**Exercise goal**
Since the copy must match the original, write out each record word for word, skipping only the pictures.

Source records
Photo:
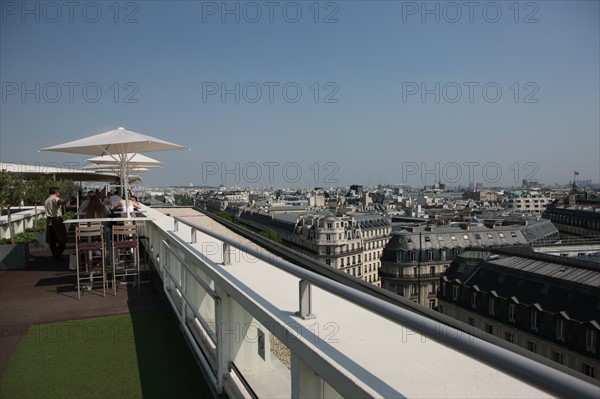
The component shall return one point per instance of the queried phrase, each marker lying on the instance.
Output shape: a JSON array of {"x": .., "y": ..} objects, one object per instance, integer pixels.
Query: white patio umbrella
[{"x": 120, "y": 144}]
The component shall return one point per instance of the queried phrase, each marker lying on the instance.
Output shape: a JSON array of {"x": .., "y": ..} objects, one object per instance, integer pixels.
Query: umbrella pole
[{"x": 124, "y": 181}]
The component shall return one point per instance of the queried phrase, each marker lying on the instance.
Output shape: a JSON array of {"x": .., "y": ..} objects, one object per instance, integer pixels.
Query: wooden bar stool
[
  {"x": 91, "y": 253},
  {"x": 125, "y": 254}
]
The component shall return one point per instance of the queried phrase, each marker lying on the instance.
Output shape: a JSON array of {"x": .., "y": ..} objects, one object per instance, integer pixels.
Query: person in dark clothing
[{"x": 56, "y": 232}]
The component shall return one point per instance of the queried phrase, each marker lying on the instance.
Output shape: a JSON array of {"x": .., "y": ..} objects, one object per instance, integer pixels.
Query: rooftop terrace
[{"x": 260, "y": 326}]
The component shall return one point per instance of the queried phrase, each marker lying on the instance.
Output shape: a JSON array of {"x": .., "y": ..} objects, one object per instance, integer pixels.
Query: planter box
[
  {"x": 14, "y": 256},
  {"x": 40, "y": 244}
]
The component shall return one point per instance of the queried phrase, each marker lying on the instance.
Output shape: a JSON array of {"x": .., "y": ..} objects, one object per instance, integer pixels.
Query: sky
[{"x": 311, "y": 94}]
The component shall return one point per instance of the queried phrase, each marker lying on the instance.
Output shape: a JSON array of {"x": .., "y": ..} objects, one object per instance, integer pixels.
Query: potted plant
[
  {"x": 39, "y": 231},
  {"x": 14, "y": 252}
]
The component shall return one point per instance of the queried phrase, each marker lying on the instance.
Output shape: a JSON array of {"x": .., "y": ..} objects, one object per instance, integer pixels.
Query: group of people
[{"x": 93, "y": 207}]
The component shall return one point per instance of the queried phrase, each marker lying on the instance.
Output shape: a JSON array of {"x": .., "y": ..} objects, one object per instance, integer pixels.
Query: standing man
[{"x": 56, "y": 233}]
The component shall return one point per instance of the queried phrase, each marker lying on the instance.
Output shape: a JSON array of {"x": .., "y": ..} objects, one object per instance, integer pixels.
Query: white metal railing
[{"x": 210, "y": 305}]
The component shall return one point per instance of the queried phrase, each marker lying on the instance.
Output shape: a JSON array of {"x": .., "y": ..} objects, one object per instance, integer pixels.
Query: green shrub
[
  {"x": 21, "y": 238},
  {"x": 40, "y": 225},
  {"x": 69, "y": 215}
]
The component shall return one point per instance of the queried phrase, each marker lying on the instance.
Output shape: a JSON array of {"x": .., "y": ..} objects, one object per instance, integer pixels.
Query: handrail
[
  {"x": 541, "y": 376},
  {"x": 198, "y": 279}
]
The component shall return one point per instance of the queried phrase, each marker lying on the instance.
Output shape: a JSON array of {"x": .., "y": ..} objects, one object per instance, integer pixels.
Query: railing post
[
  {"x": 226, "y": 254},
  {"x": 305, "y": 299}
]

**Result of the exercise**
Photo:
The component shall return one point per instance of the queried phrase, each marker lying on the instance.
Output shape: a JSON array of {"x": .., "y": ..} objects, one object per instance, integer pixels.
Query: white patio umbrella
[{"x": 120, "y": 144}]
The component shall return one point per instance of the queried phrase, each marker lying on the instance.
Output shape: a JSON array of {"x": .., "y": ..} objects, one object per instance, integer pixels.
Query: umbrella pole
[{"x": 124, "y": 181}]
The component shall return one point per instance of the queried phrase, each marker lying on the instance.
Output shape: a JSON array of {"x": .., "y": ..} objects, one object per instance, integer pixels.
Query: wooden bar stool
[
  {"x": 91, "y": 253},
  {"x": 125, "y": 254}
]
The component shall return one point per instance of the queried phrase, each marker lying on the instance.
Output shape: a JSON array of {"x": .., "y": ..} objects, one object per instance, integer pixels.
Query: person in dark clothing
[{"x": 56, "y": 232}]
The component shall return one point per instance of the queried phrase, each marker lying on the instance.
Output shape: a JSON array of {"x": .., "y": ..} objects, one object per instance, integer pixels.
Query: rooftop terrace
[{"x": 260, "y": 326}]
The component shall return one point per instance of the queried phrase, each marker lying on the instance.
Output shape: a JSON array of {"x": .., "y": ..} objects, one object per instance, integer pixels.
Query: planter box
[
  {"x": 14, "y": 256},
  {"x": 40, "y": 244}
]
The component shall return one point per instance of the queried phrase, each marker lying on the instance.
Output shape: a JSON array of {"x": .., "y": ..} objects, one object per instance, integer pixels.
Query: sky
[{"x": 311, "y": 94}]
The component shall return one point per instance of the queried phrase, each marker lying on the instance.
Output shape: a JSON array of {"x": .., "y": ..} objects, one object per instance, integer pixels.
Query: potted plant
[
  {"x": 39, "y": 231},
  {"x": 14, "y": 252}
]
The component shall return one point per instance of the queried phrase, each marker lying on the instance.
Output shape: a JSON array of {"x": .., "y": ..} objects, one object per instance, integer pixels.
Query: group of people
[{"x": 93, "y": 207}]
The component shall return one point per instance of the queried phrase, each marker lying on the instance.
Output shape: a JSON array of {"x": .., "y": ..} objects, one object per instance, integer pixels.
Query: standing man
[{"x": 56, "y": 233}]
The component shall return one point per instance of the queried phrase, each marker lying on the instance.
Output shape: a JSON array of {"x": .., "y": ..} objects, one object per instance, integer pixels.
Query: white metal railing
[{"x": 210, "y": 305}]
The component shall return one point per instance of the queried phrase, each marker lying on the instance.
Output shape: a JSON array of {"x": .., "y": ..} objects, one object per instance, integer pixels.
Query: green shrub
[
  {"x": 21, "y": 238},
  {"x": 40, "y": 225},
  {"x": 69, "y": 215}
]
The component shall return one point per instance of the queried phrase, each marker lying on the instance.
Output shape: a JSON array of {"x": .., "y": ..} objects, one object per instance, integer pixels.
Query: handrail
[
  {"x": 541, "y": 376},
  {"x": 198, "y": 279}
]
The component shall return one point per instance of the queried phrase, each marker lying on the instance.
Output shape: a JSON array of {"x": .., "y": ..} objects, one object per instance, integer pixels.
Query: railing post
[
  {"x": 226, "y": 254},
  {"x": 305, "y": 299}
]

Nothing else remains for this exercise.